EXERCISE OBJECTIVE: Please return all lines from the records below that include the string "suit".

EXTRACTED ENTRIES:
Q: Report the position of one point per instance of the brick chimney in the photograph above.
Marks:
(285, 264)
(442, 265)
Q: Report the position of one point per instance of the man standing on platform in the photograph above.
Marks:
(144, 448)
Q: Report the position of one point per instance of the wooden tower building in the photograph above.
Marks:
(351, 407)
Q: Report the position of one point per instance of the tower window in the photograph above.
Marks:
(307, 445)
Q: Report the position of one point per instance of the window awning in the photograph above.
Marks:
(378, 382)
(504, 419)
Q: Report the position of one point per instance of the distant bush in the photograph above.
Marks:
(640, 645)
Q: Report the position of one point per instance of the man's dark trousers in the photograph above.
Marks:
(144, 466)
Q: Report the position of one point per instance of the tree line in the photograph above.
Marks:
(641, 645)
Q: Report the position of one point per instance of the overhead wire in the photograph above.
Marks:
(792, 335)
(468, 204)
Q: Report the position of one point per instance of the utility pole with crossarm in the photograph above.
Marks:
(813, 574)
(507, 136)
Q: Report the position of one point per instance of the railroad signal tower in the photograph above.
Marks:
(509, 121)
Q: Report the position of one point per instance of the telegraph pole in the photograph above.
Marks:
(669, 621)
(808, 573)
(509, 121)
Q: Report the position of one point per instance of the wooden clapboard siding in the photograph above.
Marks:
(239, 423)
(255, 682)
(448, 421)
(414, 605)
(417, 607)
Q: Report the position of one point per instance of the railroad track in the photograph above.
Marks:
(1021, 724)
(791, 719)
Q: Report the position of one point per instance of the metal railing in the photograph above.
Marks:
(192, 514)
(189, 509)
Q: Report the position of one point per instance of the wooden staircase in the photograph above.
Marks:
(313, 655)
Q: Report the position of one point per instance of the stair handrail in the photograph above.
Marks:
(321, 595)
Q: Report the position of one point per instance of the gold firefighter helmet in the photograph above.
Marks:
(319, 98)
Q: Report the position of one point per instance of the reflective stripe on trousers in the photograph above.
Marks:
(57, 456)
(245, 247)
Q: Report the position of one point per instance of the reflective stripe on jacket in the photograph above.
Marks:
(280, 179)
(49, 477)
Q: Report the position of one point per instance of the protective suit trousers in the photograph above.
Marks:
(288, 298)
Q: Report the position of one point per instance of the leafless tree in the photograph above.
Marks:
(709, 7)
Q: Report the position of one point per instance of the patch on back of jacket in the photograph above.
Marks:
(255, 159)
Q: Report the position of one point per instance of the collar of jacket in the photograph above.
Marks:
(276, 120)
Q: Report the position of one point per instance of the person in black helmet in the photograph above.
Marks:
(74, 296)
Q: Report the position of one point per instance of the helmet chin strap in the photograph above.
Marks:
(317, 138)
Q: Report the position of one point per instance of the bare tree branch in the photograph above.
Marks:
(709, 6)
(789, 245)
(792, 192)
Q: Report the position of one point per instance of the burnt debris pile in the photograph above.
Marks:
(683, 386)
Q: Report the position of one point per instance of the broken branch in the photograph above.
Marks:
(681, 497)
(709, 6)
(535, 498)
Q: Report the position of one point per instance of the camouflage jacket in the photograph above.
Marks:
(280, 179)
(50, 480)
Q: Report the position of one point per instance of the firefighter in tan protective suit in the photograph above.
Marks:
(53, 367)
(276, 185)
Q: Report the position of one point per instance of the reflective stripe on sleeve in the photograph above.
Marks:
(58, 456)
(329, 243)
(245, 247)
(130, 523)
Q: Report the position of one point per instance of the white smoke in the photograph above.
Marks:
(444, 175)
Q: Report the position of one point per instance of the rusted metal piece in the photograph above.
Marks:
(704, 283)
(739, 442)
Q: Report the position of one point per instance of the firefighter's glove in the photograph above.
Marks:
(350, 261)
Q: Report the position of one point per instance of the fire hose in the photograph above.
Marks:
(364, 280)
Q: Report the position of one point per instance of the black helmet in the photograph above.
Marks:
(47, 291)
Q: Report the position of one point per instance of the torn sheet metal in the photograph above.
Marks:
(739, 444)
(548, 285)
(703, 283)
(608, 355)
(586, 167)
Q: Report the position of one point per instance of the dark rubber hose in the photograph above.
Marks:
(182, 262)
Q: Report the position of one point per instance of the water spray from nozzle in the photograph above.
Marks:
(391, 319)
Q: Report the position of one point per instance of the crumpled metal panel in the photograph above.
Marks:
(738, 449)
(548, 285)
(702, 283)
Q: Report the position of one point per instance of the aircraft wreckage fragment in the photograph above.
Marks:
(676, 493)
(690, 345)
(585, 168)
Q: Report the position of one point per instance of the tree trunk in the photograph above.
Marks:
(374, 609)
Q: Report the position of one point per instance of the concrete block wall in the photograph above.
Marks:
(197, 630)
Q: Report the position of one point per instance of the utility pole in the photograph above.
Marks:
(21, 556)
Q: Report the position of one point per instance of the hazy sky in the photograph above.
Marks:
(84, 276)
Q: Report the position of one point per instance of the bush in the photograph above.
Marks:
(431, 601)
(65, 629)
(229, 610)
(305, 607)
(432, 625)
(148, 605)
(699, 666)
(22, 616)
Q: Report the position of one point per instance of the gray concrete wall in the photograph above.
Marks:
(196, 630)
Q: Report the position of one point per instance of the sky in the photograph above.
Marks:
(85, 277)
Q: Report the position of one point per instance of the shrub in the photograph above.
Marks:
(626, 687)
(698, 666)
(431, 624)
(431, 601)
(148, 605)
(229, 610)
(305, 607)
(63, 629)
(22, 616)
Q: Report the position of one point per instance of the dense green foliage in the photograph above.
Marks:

TASK ANSWER:
Q: Report the position of one point per instance of the protective suit trousers in the photograph above.
Q: Report the position of one point per instance of the firefighter in tan protective suit in the photograph above.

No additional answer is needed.